*DATA UNDER STUDY:*
• • •

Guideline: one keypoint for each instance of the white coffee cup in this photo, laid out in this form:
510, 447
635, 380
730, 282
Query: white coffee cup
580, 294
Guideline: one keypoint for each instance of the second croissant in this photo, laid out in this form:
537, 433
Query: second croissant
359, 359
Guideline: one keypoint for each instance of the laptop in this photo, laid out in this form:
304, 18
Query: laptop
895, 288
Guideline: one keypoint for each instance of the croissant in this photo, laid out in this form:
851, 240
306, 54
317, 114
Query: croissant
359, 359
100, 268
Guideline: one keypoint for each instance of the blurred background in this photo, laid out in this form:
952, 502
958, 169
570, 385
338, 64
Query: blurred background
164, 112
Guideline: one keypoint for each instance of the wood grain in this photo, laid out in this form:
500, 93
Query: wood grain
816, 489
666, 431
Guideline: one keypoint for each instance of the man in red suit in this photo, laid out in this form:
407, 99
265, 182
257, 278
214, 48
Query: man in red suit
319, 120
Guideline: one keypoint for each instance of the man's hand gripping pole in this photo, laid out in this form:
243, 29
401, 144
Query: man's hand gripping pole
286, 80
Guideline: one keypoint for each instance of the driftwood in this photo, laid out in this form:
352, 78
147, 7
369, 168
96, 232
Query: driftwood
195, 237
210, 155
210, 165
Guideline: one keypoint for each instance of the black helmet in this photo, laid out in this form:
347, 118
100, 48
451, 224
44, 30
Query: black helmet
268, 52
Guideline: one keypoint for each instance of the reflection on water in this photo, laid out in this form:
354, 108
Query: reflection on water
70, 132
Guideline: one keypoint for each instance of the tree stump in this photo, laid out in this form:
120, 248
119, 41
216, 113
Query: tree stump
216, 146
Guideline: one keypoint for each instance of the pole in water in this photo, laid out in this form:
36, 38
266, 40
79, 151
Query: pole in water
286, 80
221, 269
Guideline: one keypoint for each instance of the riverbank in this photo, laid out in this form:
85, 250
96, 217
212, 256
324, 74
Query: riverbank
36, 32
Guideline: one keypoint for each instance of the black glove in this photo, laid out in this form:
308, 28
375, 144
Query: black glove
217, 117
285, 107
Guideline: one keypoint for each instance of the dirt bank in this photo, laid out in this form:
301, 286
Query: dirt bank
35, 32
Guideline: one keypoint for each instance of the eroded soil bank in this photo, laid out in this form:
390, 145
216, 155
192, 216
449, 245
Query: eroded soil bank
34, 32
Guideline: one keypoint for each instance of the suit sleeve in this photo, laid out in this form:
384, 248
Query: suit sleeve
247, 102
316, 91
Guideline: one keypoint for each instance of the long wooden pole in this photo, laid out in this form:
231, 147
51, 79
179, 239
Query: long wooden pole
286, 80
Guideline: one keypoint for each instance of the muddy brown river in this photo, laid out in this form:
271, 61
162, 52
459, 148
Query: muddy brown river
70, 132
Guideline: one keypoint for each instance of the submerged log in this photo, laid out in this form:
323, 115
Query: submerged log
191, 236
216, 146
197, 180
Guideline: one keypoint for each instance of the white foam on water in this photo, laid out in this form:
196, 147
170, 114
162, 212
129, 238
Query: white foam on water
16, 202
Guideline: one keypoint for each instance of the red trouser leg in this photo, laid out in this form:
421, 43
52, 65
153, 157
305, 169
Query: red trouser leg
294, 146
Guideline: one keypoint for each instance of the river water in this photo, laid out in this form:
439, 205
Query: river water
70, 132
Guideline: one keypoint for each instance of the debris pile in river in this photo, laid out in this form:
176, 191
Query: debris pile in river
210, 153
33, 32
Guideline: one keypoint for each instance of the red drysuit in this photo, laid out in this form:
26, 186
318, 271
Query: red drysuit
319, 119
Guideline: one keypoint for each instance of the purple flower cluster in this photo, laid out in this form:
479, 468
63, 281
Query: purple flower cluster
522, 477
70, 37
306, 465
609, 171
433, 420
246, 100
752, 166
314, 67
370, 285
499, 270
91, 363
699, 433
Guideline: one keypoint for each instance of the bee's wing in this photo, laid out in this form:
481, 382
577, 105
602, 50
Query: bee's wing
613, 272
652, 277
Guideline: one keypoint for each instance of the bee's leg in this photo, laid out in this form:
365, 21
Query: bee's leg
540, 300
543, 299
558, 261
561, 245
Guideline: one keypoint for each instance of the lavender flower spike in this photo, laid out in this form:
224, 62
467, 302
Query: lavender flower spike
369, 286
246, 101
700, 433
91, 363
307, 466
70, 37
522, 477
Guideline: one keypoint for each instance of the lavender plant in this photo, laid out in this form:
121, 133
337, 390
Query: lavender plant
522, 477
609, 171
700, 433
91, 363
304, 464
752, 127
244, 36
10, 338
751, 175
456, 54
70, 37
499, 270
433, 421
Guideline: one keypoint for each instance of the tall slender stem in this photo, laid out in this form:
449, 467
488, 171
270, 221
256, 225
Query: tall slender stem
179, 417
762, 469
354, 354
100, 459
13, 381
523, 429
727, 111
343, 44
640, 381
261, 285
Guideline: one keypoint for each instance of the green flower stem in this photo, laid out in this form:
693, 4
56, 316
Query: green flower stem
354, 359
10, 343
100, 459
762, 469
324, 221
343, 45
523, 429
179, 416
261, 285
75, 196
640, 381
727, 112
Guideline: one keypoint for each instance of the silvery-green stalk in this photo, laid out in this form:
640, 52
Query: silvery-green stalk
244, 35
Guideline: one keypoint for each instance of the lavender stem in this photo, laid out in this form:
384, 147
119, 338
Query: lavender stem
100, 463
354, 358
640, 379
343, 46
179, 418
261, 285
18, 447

• • •

*TO DO:* All of the data is to be written out again, word for word.

*ANSWER FOR THE TASK:*
Guideline: one keypoint for each instance of the white coffee cup in this photo, laid out in this form:
510, 447
635, 380
730, 282
Query: white coffee cup
580, 294
Guideline: one keypoint for each instance of the second croissant in this photo, laid out in this form:
537, 433
Query: second croissant
359, 359
Guideline: one keypoint for each instance of the laptop in this photo, laid out in this form:
304, 18
Query: laptop
895, 288
Guideline: one keypoint for each instance of the croissant in this photo, laid out in this form:
851, 240
306, 54
317, 114
Query: croissant
359, 359
100, 268
Guideline: one keypoint for each instance of the blurred background in this photo, laid out in this form:
952, 502
958, 169
570, 385
338, 64
Query: blurred background
164, 112
Guideline: one keypoint for each instance of the wood grain in this photo, laid out in this form:
500, 93
Query: wood grain
816, 489
666, 431
Guideline: one keypoint for each instance of the man in red suit in this photo, laid out in this form:
407, 99
265, 182
257, 278
214, 48
Query: man in red suit
319, 120
Guideline: one keypoint for each instance of the man's hand gripping pole in this photo, laid out in this form:
243, 29
401, 144
Query: man's hand gripping pole
286, 80
Guideline: one keypoint for each instance of the driftwood in this photo, laid out in this form:
352, 78
147, 7
369, 168
96, 232
Query: driftwood
195, 237
210, 155
210, 165
Guideline: one keypoint for each instance of the black helmet in this photo, laid out in this form:
347, 118
100, 48
451, 224
44, 30
Query: black helmet
268, 52
Guideline: one keypoint for each instance of the reflection on water in this photo, laid out in this form:
354, 108
Query: reflection on water
70, 132
Guideline: one keypoint for each instance of the tree stump in this photo, laid out in this form:
120, 248
119, 41
216, 113
Query: tree stump
216, 146
Guideline: one keypoint for each instance of the pole in water in this photo, laid out in this form:
36, 38
266, 40
79, 151
Query: pole in water
286, 80
221, 269
Guideline: one keypoint for each instance of the riverbank in this photo, laid out in this form:
85, 250
96, 217
212, 256
324, 74
Query: riverbank
36, 32
Guideline: one keypoint for each instance of the black glove in this photo, laid out in this form:
308, 28
375, 144
Query: black glove
217, 117
285, 107
Guideline: one keypoint for each instance of the dirt bank in this photo, laid out in this form:
301, 286
Query: dirt bank
35, 32
Guideline: one keypoint for each instance of the eroded soil bank in this photo, laid out in this form:
390, 145
216, 155
192, 216
449, 245
Query: eroded soil bank
34, 32
Guideline: one keypoint for each instance of the suit sleeve in this photo, laid out in this form:
384, 248
Query: suit sleeve
247, 102
316, 91
Guideline: one keypoint for each instance of the long wooden pole in this photo, laid out in this form:
231, 147
51, 79
179, 239
Query: long wooden pole
286, 80
Guideline: one keypoint for each instance of the muddy brown river in this photo, laid out in this form:
271, 61
162, 52
459, 148
Query: muddy brown river
70, 132
Guideline: one keypoint for each instance of the submerged log in this photo, laid out in this form:
323, 115
Query: submerged log
191, 236
216, 146
197, 180
Guideline: one keypoint for each instance of the white foam on water in this photo, laid out in this form:
196, 147
170, 114
162, 212
129, 238
Query: white foam on water
16, 202
Guideline: one keypoint for each instance of the red trouser leg in this photo, laid out in this form:
421, 43
52, 65
153, 157
305, 169
Query: red trouser leg
294, 146
Guideline: one keypoint for each instance of the river water in this photo, laid out in this form:
439, 205
Query: river water
70, 132
Guideline: one keypoint for each instance of the debris pile in river in this photo, laid out in this form:
176, 191
Query: debris pile in river
210, 153
33, 32
Guideline: one keypoint for each instance of the red drysuit in this photo, laid out in this form:
26, 186
318, 271
Query: red drysuit
319, 119
Guideline: one keypoint for each instance of the purple flower cluster in this photo, laid out in this form:
479, 468
63, 281
Query: purple flower cluster
522, 477
70, 37
306, 465
609, 171
433, 420
246, 100
752, 166
314, 67
370, 285
499, 270
91, 363
699, 433
Guideline: one keypoint for each instance of the bee's wing in this photo, laid out in this form:
481, 382
577, 105
602, 50
Query: bee's wing
613, 272
652, 277
Guideline: one keypoint for each instance of the bee's leg in this photo, laid out in this form:
365, 21
Query: bee's leg
540, 300
543, 299
558, 261
561, 245
Guideline: one keypoint for each instance of the lavender flower spike in this photo, laid out in this form:
224, 62
467, 302
Query: lavender flower spike
369, 286
246, 101
700, 433
91, 363
307, 466
70, 37
522, 477
Guideline: one keypoint for each instance of the lavender plant in this photo, laid out in this form:
121, 133
337, 390
Query: lavender plant
522, 477
609, 171
700, 433
91, 363
304, 464
752, 127
244, 36
10, 338
751, 175
456, 54
70, 37
499, 270
433, 421
Guideline: one keypoint for each instance of the tall slender stem in this photo, laid out in this form:
449, 467
488, 171
270, 221
256, 225
Query: tall slender stem
179, 417
762, 469
354, 354
100, 459
13, 381
523, 429
727, 111
343, 44
640, 381
261, 285
Guideline: one keypoint for each instance of the green flower stem in this photo, laid out in this form:
693, 4
56, 316
Query: green flower stem
354, 359
10, 343
100, 459
762, 469
324, 221
343, 45
523, 429
179, 416
261, 285
75, 196
640, 381
727, 112
Guideline: one keypoint for each instance of the silvery-green stalk in this photo, laid out in this form:
640, 52
Query: silvery-green stalk
244, 35
Guideline: one keypoint for each instance of the lavender stem in this photo, laid out in this form:
384, 147
119, 338
Query: lavender stem
100, 463
354, 358
640, 379
343, 46
179, 418
261, 285
18, 447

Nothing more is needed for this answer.